* [Problem set]:
1) In the article on Andrew Voss, in what year did he leave the Nine Network?
2) Please carry the article on Andrew Voss forward from its final sentence.

* [Selection]:
------------------------------------------------
• Andrew Voss: “People ask if I ever get tired of talking footy. Well, no, I don’t – at all.”
The former Nine Network sports reporter and commentator Andrew Voss has never been busier. After departing Nine in 2013, Voss is now a key ingredient in Fox Sports’ live coverage of every NRL game. The demands on his time might even grow next year when Fox Sports launches its dedicated NRL channel, much the same way the broadcaster operates Fox Footy to cover AFL.
“I’m living and breathing it,” Voss joked to Mediaweek about his 2016 media schedule. “I have been covering rugby league for 30 years now in the media and I have never covered more matches through the first couple of months of a season…but how good is it?
“I call the game on Thursday night and on Friday I am in the studio with a great bunch of blokes. Saturday I am calling a game and then on Sunday I’m in the studio with the Sunday Ticket.”
He makes sure he is watching the game on Monday nights. “There are probably some people out there who think five days of rugby league is too much. I am thinking, gee I wish we had something on Tuesday and Wednesday night as well!” [Laughs]
As to reasons why the Fox Sports NRL ratings have jumped so much this year, Voss said: “The viewers didn’t know what to expect when it got to round one this year. Back then it hadn’t quite hit home how big the coverage is. To have every game live plus the supporting programs around them is huge. In some ways you can now say rugby league is getting the coverage it has always deserved.
“It is only going to get bigger next year on Fox Sports. It is a very exciting time to be part of the game.”
Voss still manages to log some hours on air at 2UE too with the sports reports across the breakfast show hosted by John Stanley and Garry Linnell and he also fills in hosting the whole breakfast show when they take ratings breaks.
“I have been very lucky that in my career I have established many relationships with people not just in Australia but also New Zealand where I do some work, also in England and Papua New Guinea too. Wherever rugby league is played I like to spread the gospel.”
Voss told us that he had worked out in round eight of the NRL this season he managed to do 17 interviews and six columns before he did his work for Fox Sports. “I’m talking, writing, eating and sleeping rugby league…and loving it.”
His work in New Zealand includes some columns and also some radio work. “They like their stories based around the Warriors and this year was very lean for them to start with.” Voss also previously called games for Sky Sport in New Zealand.
“I have always likened the rugby league fan base in New Zealand to the French resistance. Because rugby union is so all-encompassing across New Zealand, there is a passionate band of fans for rugby league and they are so desperate for the Warriors to do well. Sadly so far the Warriors haven’t lived up to their potential. However, in the Test arena it has been a golden age for New Zealand rugby league.”
Voss worked for Premier Sports in the UK covering the Rugby League World Cup. “As a result of that Premier Sports are keen to have me back for the Four Nations this year.” Voss has also been a regular columnist for League Weekly in the UK. “In England there are two publications who incredibly deliver news about the sport for 52 weeks of the year.”
------------------------------------------------
* [Extracted records]:

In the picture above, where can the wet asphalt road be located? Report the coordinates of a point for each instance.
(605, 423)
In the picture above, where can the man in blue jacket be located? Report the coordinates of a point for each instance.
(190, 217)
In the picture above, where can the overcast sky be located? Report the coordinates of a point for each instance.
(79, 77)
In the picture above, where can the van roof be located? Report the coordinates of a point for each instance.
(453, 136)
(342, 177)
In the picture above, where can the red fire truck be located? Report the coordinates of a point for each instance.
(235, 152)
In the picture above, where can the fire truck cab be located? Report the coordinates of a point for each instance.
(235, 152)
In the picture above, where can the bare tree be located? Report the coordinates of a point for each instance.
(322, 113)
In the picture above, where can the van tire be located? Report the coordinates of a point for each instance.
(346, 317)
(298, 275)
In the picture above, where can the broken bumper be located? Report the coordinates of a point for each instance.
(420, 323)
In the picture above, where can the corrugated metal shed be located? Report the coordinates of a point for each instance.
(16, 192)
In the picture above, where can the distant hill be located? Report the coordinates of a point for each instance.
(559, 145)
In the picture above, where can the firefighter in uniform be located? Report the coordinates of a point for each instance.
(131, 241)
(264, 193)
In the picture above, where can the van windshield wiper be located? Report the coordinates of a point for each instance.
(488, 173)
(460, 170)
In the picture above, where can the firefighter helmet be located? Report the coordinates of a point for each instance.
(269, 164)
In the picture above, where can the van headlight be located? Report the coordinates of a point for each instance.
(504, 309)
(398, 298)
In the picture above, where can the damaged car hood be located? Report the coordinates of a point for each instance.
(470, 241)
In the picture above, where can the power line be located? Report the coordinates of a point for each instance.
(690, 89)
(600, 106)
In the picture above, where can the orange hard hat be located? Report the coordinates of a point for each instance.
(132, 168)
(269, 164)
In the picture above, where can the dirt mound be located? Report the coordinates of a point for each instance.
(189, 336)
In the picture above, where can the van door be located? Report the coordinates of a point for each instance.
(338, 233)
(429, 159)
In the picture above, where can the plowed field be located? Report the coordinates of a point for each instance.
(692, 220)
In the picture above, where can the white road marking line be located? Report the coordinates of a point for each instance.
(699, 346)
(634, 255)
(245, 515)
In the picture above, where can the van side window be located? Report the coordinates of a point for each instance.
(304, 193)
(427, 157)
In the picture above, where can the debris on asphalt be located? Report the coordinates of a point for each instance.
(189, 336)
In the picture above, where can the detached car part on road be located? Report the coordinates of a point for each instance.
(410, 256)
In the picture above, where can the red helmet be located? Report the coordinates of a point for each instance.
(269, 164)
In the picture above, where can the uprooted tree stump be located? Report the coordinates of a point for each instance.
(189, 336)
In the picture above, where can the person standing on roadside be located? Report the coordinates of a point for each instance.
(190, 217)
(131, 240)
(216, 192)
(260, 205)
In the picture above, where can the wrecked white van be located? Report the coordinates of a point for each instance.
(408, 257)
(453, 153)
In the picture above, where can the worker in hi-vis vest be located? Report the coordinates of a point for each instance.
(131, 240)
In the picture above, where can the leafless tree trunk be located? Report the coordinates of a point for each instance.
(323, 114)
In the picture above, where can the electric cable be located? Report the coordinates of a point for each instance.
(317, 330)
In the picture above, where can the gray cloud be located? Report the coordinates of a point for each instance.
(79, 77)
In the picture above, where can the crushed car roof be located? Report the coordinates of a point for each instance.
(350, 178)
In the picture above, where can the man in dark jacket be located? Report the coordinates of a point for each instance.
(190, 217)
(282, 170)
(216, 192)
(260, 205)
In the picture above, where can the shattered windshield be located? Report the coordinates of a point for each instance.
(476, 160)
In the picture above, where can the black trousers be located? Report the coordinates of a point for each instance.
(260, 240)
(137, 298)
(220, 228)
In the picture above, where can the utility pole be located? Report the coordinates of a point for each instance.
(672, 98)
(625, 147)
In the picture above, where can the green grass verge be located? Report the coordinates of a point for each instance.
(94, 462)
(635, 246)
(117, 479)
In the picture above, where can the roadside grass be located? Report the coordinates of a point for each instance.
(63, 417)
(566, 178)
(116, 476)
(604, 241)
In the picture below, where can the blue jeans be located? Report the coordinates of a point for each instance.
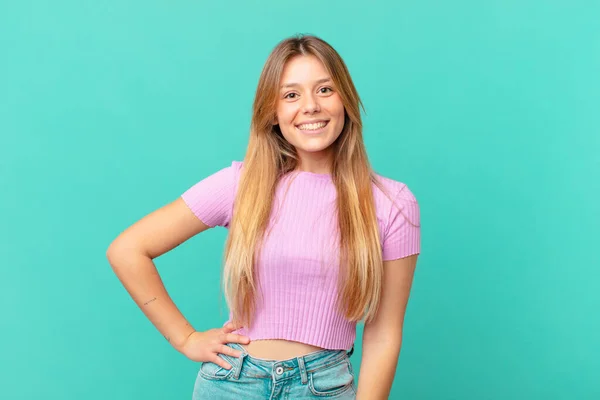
(322, 374)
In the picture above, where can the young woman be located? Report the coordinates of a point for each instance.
(317, 242)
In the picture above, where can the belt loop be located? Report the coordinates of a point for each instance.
(302, 367)
(238, 368)
(351, 350)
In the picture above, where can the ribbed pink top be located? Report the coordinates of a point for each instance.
(298, 267)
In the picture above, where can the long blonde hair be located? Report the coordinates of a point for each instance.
(269, 156)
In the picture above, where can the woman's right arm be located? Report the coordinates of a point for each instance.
(130, 256)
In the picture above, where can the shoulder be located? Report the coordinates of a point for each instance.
(395, 201)
(387, 190)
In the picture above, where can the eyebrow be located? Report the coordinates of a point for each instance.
(322, 80)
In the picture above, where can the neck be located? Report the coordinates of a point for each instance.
(317, 163)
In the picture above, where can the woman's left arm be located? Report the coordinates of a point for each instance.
(382, 337)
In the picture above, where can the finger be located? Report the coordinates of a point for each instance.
(230, 327)
(224, 349)
(220, 362)
(235, 338)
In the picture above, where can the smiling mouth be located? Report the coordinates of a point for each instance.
(313, 127)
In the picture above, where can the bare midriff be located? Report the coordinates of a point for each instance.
(278, 349)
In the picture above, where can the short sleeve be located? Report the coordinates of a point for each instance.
(402, 236)
(211, 199)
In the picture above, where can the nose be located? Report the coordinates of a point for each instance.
(311, 104)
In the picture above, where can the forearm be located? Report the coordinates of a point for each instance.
(377, 368)
(139, 276)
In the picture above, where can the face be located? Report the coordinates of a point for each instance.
(309, 111)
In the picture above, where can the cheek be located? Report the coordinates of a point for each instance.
(286, 113)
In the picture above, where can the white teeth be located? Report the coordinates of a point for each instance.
(312, 127)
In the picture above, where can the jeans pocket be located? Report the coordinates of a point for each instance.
(212, 371)
(332, 380)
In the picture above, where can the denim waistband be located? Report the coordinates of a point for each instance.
(284, 369)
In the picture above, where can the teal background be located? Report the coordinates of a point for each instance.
(489, 111)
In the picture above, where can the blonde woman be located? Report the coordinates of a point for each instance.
(317, 242)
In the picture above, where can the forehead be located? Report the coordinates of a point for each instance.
(302, 70)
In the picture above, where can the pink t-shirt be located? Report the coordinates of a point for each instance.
(298, 266)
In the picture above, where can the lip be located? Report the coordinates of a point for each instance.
(312, 121)
(313, 132)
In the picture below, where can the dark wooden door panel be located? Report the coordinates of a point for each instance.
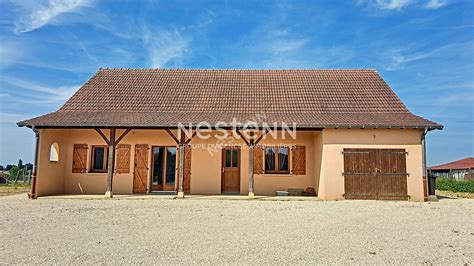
(375, 174)
(230, 169)
(359, 181)
(392, 174)
(140, 174)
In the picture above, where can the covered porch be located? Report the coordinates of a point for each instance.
(75, 161)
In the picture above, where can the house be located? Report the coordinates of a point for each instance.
(343, 132)
(459, 170)
(3, 177)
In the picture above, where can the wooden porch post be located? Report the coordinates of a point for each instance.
(251, 162)
(111, 163)
(181, 145)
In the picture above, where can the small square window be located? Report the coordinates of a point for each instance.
(276, 160)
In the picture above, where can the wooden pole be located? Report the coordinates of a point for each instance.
(111, 163)
(34, 174)
(181, 164)
(251, 162)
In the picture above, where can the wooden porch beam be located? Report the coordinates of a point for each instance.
(192, 136)
(123, 135)
(242, 136)
(103, 135)
(111, 163)
(181, 164)
(251, 163)
(172, 135)
(261, 136)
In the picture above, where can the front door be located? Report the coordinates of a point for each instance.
(163, 173)
(230, 169)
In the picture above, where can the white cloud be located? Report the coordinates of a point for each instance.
(35, 15)
(163, 46)
(51, 94)
(287, 45)
(398, 58)
(393, 4)
(435, 4)
(11, 117)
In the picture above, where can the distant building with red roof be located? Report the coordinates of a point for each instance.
(459, 170)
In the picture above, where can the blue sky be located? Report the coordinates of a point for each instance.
(423, 49)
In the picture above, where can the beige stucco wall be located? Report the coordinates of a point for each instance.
(50, 179)
(331, 180)
(324, 161)
(205, 163)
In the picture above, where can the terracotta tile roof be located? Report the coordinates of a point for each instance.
(466, 163)
(163, 97)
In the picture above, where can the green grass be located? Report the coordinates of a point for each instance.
(12, 189)
(454, 186)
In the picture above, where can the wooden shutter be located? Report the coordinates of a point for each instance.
(258, 160)
(298, 160)
(79, 158)
(187, 169)
(123, 159)
(140, 175)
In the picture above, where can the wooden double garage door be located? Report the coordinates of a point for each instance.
(375, 174)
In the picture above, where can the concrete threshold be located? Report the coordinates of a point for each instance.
(187, 197)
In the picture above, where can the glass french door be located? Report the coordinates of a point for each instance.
(163, 169)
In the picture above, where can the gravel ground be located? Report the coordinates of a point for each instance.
(73, 231)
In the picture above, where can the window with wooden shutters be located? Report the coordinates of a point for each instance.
(276, 160)
(122, 165)
(299, 160)
(79, 159)
(258, 160)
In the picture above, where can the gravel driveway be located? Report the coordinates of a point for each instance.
(229, 231)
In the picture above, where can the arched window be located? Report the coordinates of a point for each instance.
(54, 153)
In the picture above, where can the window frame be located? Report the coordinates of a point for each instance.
(105, 164)
(165, 165)
(54, 153)
(276, 160)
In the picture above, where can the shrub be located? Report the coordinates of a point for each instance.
(454, 185)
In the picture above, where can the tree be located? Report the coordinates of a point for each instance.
(29, 166)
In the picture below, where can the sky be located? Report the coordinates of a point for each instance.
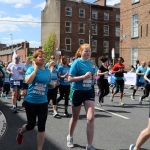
(20, 21)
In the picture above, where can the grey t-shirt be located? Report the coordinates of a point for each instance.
(14, 68)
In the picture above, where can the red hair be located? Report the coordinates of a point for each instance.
(79, 51)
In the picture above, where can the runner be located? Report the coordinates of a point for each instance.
(81, 92)
(147, 84)
(140, 81)
(145, 134)
(52, 92)
(25, 86)
(38, 78)
(103, 84)
(6, 83)
(16, 70)
(118, 70)
(64, 87)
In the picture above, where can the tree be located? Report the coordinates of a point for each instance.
(48, 46)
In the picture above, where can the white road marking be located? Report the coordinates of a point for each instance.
(112, 113)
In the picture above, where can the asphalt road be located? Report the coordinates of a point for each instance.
(116, 127)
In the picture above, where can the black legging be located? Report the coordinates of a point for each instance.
(146, 91)
(104, 88)
(6, 88)
(64, 91)
(52, 94)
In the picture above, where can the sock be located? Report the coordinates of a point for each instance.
(134, 91)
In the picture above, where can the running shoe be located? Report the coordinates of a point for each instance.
(140, 101)
(19, 137)
(121, 103)
(131, 147)
(90, 147)
(70, 142)
(99, 104)
(111, 98)
(132, 97)
(66, 113)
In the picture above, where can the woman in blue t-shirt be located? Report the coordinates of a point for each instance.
(36, 104)
(64, 87)
(52, 92)
(81, 75)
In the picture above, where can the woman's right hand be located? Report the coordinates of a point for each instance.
(87, 75)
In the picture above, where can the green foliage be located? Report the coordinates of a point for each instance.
(48, 46)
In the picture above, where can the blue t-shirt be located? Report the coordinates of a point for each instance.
(37, 90)
(79, 68)
(63, 70)
(54, 78)
(141, 69)
(147, 75)
(7, 77)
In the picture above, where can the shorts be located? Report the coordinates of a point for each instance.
(24, 86)
(80, 96)
(15, 86)
(119, 85)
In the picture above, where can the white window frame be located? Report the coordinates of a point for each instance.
(106, 30)
(135, 23)
(106, 16)
(133, 59)
(70, 27)
(105, 47)
(79, 28)
(70, 11)
(81, 15)
(94, 14)
(66, 45)
(117, 47)
(94, 29)
(117, 31)
(94, 46)
(118, 17)
(135, 1)
(80, 43)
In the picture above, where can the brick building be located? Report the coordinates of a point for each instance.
(75, 22)
(134, 31)
(6, 53)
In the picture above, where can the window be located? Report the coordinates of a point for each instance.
(106, 16)
(81, 28)
(135, 26)
(68, 27)
(68, 44)
(94, 15)
(117, 17)
(147, 30)
(81, 41)
(135, 1)
(117, 47)
(117, 31)
(106, 47)
(68, 11)
(94, 29)
(106, 30)
(81, 13)
(94, 46)
(134, 56)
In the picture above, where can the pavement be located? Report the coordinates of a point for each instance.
(116, 127)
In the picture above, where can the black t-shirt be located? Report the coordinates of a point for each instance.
(103, 69)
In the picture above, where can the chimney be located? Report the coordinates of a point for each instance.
(100, 2)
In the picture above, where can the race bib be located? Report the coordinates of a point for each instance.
(6, 80)
(16, 82)
(39, 88)
(87, 82)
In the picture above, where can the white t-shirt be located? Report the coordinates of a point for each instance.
(14, 68)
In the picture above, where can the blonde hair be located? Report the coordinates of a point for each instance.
(80, 49)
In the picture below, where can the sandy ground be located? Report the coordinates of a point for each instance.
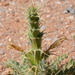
(58, 19)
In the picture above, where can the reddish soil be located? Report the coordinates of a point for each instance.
(14, 26)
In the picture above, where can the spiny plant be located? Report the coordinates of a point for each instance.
(34, 61)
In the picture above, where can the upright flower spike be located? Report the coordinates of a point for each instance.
(34, 33)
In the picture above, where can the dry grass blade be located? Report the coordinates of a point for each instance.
(56, 43)
(12, 45)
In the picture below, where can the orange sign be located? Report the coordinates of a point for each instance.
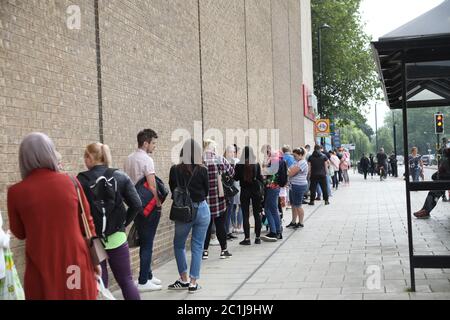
(323, 128)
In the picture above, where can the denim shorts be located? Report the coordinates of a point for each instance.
(296, 194)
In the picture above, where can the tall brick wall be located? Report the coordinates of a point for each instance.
(282, 70)
(259, 62)
(223, 64)
(151, 78)
(154, 70)
(48, 83)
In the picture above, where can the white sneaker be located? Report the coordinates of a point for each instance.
(214, 242)
(149, 286)
(156, 281)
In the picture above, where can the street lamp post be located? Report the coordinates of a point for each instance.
(319, 38)
(376, 127)
(395, 133)
(319, 47)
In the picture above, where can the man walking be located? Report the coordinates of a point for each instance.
(138, 165)
(365, 163)
(393, 161)
(318, 167)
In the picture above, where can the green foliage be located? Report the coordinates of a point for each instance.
(420, 128)
(349, 75)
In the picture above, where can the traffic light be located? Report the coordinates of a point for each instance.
(439, 123)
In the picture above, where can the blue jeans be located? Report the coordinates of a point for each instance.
(199, 229)
(146, 228)
(228, 214)
(236, 215)
(329, 185)
(271, 209)
(415, 173)
(319, 191)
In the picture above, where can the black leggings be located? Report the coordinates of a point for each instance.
(219, 221)
(246, 196)
(433, 197)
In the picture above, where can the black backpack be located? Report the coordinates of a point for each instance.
(282, 176)
(182, 209)
(107, 208)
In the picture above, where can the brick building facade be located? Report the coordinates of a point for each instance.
(135, 64)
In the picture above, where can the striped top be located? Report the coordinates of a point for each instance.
(301, 178)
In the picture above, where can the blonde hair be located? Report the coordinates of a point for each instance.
(37, 151)
(99, 153)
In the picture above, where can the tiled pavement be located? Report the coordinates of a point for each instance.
(333, 257)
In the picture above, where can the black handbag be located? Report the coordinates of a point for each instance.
(229, 189)
(133, 237)
(259, 185)
(182, 209)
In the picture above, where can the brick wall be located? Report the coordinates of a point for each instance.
(157, 62)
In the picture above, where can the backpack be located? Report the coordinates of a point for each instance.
(282, 176)
(106, 203)
(146, 195)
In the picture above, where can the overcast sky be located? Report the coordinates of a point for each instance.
(381, 17)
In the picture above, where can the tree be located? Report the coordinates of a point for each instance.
(421, 132)
(349, 78)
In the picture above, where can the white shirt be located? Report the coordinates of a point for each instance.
(138, 165)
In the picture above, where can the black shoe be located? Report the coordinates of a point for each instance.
(290, 225)
(245, 242)
(270, 237)
(225, 254)
(193, 289)
(178, 285)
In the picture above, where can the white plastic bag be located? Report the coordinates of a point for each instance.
(10, 286)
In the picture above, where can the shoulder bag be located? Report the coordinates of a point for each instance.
(95, 246)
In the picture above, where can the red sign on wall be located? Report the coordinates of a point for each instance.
(308, 108)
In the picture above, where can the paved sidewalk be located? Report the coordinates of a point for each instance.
(362, 232)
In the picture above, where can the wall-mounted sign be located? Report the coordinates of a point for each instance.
(309, 103)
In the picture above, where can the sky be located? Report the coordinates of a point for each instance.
(381, 17)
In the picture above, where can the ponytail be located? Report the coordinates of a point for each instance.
(99, 153)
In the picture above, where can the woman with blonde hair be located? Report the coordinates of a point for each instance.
(111, 219)
(216, 166)
(43, 210)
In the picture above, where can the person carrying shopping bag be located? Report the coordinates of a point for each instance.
(44, 209)
(10, 286)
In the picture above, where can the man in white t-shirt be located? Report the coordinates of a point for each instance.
(138, 165)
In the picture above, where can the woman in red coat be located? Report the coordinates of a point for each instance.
(43, 209)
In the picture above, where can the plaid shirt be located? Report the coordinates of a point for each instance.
(216, 164)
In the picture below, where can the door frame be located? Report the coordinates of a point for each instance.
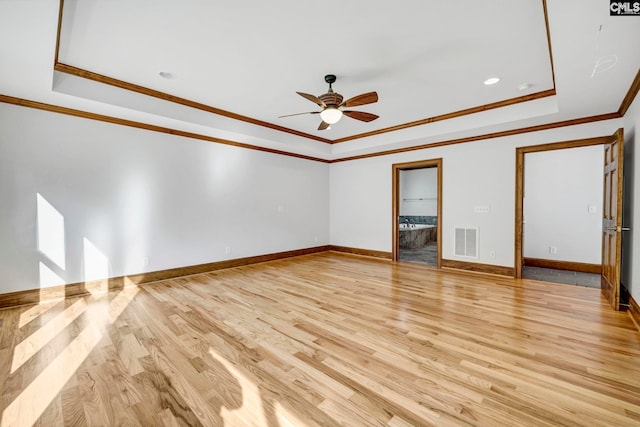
(395, 204)
(520, 152)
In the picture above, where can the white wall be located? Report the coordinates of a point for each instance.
(144, 201)
(631, 211)
(559, 187)
(419, 192)
(477, 174)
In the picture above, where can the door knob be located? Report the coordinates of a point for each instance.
(618, 229)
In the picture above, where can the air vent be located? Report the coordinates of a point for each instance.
(466, 243)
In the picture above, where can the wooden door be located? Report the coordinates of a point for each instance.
(612, 219)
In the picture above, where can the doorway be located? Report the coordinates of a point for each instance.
(417, 212)
(608, 272)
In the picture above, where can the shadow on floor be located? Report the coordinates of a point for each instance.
(425, 255)
(561, 276)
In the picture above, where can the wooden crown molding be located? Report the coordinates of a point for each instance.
(474, 138)
(86, 74)
(453, 115)
(630, 96)
(89, 75)
(139, 125)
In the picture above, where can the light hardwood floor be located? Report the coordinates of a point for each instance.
(324, 339)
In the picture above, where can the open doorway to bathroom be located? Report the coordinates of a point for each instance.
(417, 212)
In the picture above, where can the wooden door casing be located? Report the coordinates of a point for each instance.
(612, 219)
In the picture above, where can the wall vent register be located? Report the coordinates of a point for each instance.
(466, 242)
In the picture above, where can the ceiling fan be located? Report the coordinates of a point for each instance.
(332, 105)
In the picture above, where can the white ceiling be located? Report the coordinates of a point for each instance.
(424, 58)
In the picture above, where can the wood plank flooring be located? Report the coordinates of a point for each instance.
(323, 340)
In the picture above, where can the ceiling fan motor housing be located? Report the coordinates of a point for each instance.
(331, 99)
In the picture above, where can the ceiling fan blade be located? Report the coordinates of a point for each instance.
(360, 115)
(312, 98)
(365, 98)
(299, 114)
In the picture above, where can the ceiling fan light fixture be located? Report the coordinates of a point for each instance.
(331, 115)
------------------------------------------------
* [Expected outputs]:
1) 2013

2)
It was perhaps unfair to ask a question we know he’d have trouble answering – which of all his work does he look forward to most. “I am just a footy fan. Over a lot of years I am proud of everything I have achieved and I have worked hard for it and I don’t mind blowing my own trumpet in that regard. I pinch myself every night I turn up at Fox Sports and work with legends like Greg Alexander, Gorden Tallis, Matty Johns, Nathan Hindmarsh and I think how good is this. This is my living. I would do it just for a hobby. I feel very blessed.
“If you want to cover rugby league, Fox Sports is the best place to work.”
The 2UE breakfast show he contributes to and sometimes hosts starts at 5am every day, something that Voss notes means he does “crazy” hours on some days of the week. “I like to challenge myself and do more than just rugby league. But if all I was left with was rugby league then I wouldn’t be disappointed.”
About his time at Nine, Voss has many fond memories of his years there. “In my first seven years in the media I worked at 2UE and thought it can’t get any better than that. I then got an opportunity to work at Nine for Gary Burns [now at Fox Sports]. I never dreamed of being on television, but I went over there and had a ball for 18 years. Now at Fox Sports I am having the best time covering all these matches.”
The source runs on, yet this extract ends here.